What do you mean we have Duplicate Code?!
Having actionable intelligence on duplicate source code allows for the creation of a roadmap for scope reduction not only through obvious “blocking and tackling” techniques but also through more sophisticated techniques involving architectural approaches. It is surprisingly difficult to get most IT organizations to recognize they have a problem in this area. The difficulty is compounded by the need to both acknowledge the general problem and to figure out ways to discover and aggregate meaningful information about it.
One extreme example encountered involved a taxing authority in the south eastern United States. For years, the authority’s IT staff had repurposed a base set of about 65 programs of their tax system every year. In each of these programs, the IT staff would copy large blocks of code and modify the code to reflect rates and other statutory changes for the current tax year. Then they would modify a rather large IF-THEN-ELSE block to branch to the newly inserted code. The code had accordingly become quite bloated over the years. What’s worse, the code could not easily be removed without rearchitecting the programs– introducing significant new complexity, fragility and risk.
The correct architectural approach involves not simply reducing code on a program-by-program basis, but also looking for opportunities to extract duplicate processes and consolidate them into a more centralized and modular basis. We will discuss this in greater detail below.
How did we get all this redundancy in our Legacy Systems?!
Even managers who acknowledge the problem have trouble controlling the issue. In our experience, when discussing bad things that creep into these legacy systems, most managers chuckle and sarcastically quip “our programmers would never do that!” It is well-accepted that nobody has perfectly written legacy applications. Almost all legacy systems contain duplicate code. The factors that have led to the accumulation of such technical debt include:
- The overall life of these systems. It is not uncommon for legacy systems to be 20+ and even 30+ years’ old – meaning that the system today includes 20 or 30 years of changes and additions.
- Developers have come and gone over the years. New developers assume responsibilities without a prior grounding in the system and find it is easier (and initially less risky) to modify copied code than take the time required to truly understand the code’s internal workings to make more elegant modifications.
- IT practices sometimes require the creation of “shadow systems” which can be near clones of existing systems and/or their sub components.
- Mergers and Acquisitions often bring in disjointed legacy systems that perform similar functions. These systems must either be merged with current systems or their parallel functionality must be retained. In some cases, code may be copied between systems to quickly bring them into compliance.
- Developers are plagiaristic at heart – why write something from scratch when a skeleton or near matching set of functionalities exist somewhere it can be copied from?
How do I Identify Duplicate and Partially Duplicate Code?!
Because of the size and complexity of most legacy systems, a tools-based approach is required to properly identify duplicate and partially duplicate code – both within and across programs.

|---|

§ COMPLETE THE FOLLOWING
A) Decide whether each statement agrees with the duplicate code article: (i) The taxing authority's IT staff reworked a base set of about 65 programs of their tax system every year. (ii) The copied code at the taxing authority could be taken out easily. (iii) The article says that legacy systems older than 20 years are rare. For each statement, answer yes or no and quote the words of the article that decide it.
B) Extend the article on duplicate code in legacy systems, starting after its final sentence.

|---|

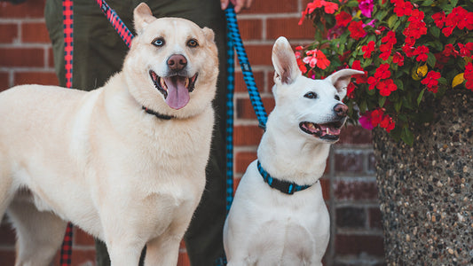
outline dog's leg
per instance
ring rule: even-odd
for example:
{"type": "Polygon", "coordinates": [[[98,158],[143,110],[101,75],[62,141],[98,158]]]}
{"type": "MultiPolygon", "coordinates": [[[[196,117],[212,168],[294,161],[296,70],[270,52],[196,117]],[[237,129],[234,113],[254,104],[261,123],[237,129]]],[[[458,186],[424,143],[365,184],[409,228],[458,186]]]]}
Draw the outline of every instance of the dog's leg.
{"type": "Polygon", "coordinates": [[[7,212],[18,238],[15,266],[50,265],[67,223],[51,212],[38,211],[28,201],[13,200],[7,212]]]}
{"type": "Polygon", "coordinates": [[[145,266],[176,265],[182,237],[162,235],[146,244],[145,266]]]}

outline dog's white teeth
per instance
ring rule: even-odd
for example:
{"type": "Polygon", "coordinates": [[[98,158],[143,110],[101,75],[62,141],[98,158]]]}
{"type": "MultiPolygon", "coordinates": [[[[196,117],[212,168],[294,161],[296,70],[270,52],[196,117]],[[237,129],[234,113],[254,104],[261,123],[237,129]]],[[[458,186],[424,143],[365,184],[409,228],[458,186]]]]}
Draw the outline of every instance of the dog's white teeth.
{"type": "Polygon", "coordinates": [[[164,82],[164,79],[162,78],[160,78],[160,85],[162,89],[168,89],[168,87],[166,86],[166,82],[164,82]]]}

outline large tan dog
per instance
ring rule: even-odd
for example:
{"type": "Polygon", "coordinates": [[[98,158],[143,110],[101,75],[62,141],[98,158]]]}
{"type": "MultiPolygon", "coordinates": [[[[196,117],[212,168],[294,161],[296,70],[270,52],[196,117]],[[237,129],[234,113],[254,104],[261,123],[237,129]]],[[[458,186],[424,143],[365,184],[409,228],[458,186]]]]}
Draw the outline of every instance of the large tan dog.
{"type": "Polygon", "coordinates": [[[176,265],[205,184],[217,76],[214,33],[134,11],[122,72],[91,92],[26,85],[0,93],[0,217],[16,265],[49,265],[72,221],[112,265],[176,265]]]}

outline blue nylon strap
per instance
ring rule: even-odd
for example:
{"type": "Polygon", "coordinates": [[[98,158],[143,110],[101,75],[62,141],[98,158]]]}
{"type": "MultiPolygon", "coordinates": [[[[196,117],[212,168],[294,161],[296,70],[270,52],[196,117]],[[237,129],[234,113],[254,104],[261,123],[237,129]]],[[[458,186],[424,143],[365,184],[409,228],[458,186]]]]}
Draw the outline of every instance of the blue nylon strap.
{"type": "Polygon", "coordinates": [[[240,66],[241,66],[241,72],[243,73],[243,80],[247,84],[248,91],[249,93],[249,99],[251,100],[251,105],[253,106],[253,109],[255,109],[255,113],[256,113],[256,117],[259,121],[259,127],[264,129],[266,127],[266,121],[268,120],[268,116],[266,114],[266,111],[264,110],[264,106],[263,106],[258,89],[256,88],[255,77],[253,76],[253,73],[251,72],[251,66],[249,65],[247,52],[245,51],[245,47],[243,46],[243,42],[241,41],[241,36],[240,35],[236,13],[233,6],[225,10],[225,16],[229,36],[232,42],[233,43],[233,46],[235,47],[235,51],[238,55],[238,60],[240,62],[240,66]]]}

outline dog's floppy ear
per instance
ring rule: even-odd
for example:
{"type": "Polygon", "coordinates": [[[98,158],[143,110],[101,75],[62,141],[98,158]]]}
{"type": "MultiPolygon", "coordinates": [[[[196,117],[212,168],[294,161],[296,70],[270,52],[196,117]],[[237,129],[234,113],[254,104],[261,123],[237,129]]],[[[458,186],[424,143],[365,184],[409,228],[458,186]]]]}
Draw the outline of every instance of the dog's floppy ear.
{"type": "Polygon", "coordinates": [[[327,76],[325,80],[330,82],[334,85],[334,87],[335,87],[338,93],[340,93],[340,98],[343,98],[346,96],[346,88],[350,83],[351,75],[363,74],[365,73],[359,70],[350,68],[342,69],[327,76]]]}
{"type": "Polygon", "coordinates": [[[289,42],[285,37],[279,37],[272,47],[272,65],[274,66],[274,82],[290,84],[301,75],[296,56],[289,42]]]}
{"type": "Polygon", "coordinates": [[[153,17],[153,12],[151,12],[149,6],[145,3],[141,3],[133,11],[133,20],[135,31],[139,35],[148,24],[157,19],[153,17]]]}

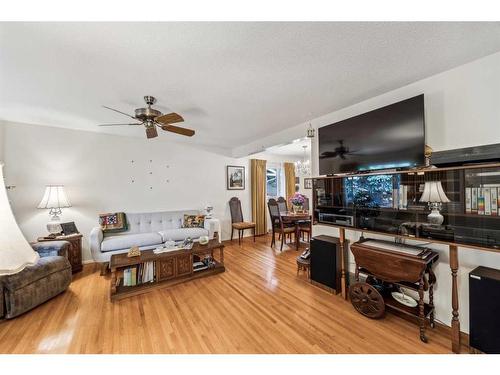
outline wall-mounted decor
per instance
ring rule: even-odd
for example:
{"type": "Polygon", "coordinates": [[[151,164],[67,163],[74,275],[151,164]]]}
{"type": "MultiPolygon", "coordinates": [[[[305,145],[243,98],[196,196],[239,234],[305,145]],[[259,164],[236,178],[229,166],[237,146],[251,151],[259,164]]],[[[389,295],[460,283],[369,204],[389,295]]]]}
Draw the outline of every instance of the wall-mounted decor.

|---|

§ RESPONSES TO THE TASKS
A)
(i) Yes: "the authority’s IT staff had repurposed a base set of about 65 programs of their tax system every year"
(ii) No: "the code could not easily be removed without rearchitecting the programs"
(iii) No: "It is not uncommon for legacy systems to be 20+ and even 30+ years’ old"

B)
A thorough analysis may surface thousands of opportunities to reduce code and/or create a better architected target system. And while it is easier to find exact duplicate code, it is critical to also be able to find code that is a partial match. Consider the example below. We have discovered a block of code that is repeated multiple times with a high degree of similarity.
Notice that only a single difference exists between the two blocks of code contained in 2 different programs.
Leveraging File and Block Comparison Results to Reduce Code and Complexity
To take full advantage of the opportunities to reduce code and complexity while more effectively architecting a new target system, consider the two code blocks immediately above that exist in two different programs.
Reducing Duplicate Code in the Legacy System Itself
From a legacy COBOL perspective, a simple approach would be to move this code out to a copy file and use COPY … REPLACING syntax for each instance this code appears.
This code gets modified slightly and moved out of both programs into a new copy file named “COPYRP01” (for example) as follows:
8000-PCL-HEADINGS.
MOVE FUNCTION CURRENT-DATE TO WS-DATE-TIME
MOVE SPACES TO PCL-REPORT-REC
MOVE ‘PROGRAM CONTROL LOG ‘ TO PCL-REPORT-REC(29:20)
WRITE PCL-OUT FROM PCL-REPORT-REC
DISPLAY PCL-REPORT-REC 00
MOVE SPACES TO PCL-REPORT-REC
WRITE PCL-OUT FROM PCL-REPORT-REC
DISPLAY PCL-REPORT-REC
MOVE SPACES TO PCL-REPORT-REC
* MOVE ‘PROGRAM-ID : DEMO03A ‘ TO PCL-REPORT-REC(01:20)
* Replaced with:
MOVE :ZZZZ: TO PCL-REPORT-REC(01:20)
WRITE PCL-OUT FROM PCL-REPORT-REC
DISPLAY PCL-REPORT-REC
MOVE SPACES TO PCL-REPORT-REC
MOVE ‘RUN DATE : ‘ TO PCL-REPORT-REC(01:20)
MOVE WS-CURR-DATE-MM TO PCL-REPORT-REC(14:02)
MOVE ‘/’ TO PCL-REPORT-REC(16:01)
MOVE WS-CURR-DATE-DD TO PCL-REPORT-REC(17:02)
MOVE ‘/’ TO PCL-REPORT-REC(19:01)
MOVE WS-CURR-DATE-YY TO PCL-REPORT-REC(20:04)
It is then referenced in the programs requiring such as:
COPY COPYRP01 REPLACING ==:ZZZZ:== BY ==’PROGRAM-ID : DEMO03A ‘==.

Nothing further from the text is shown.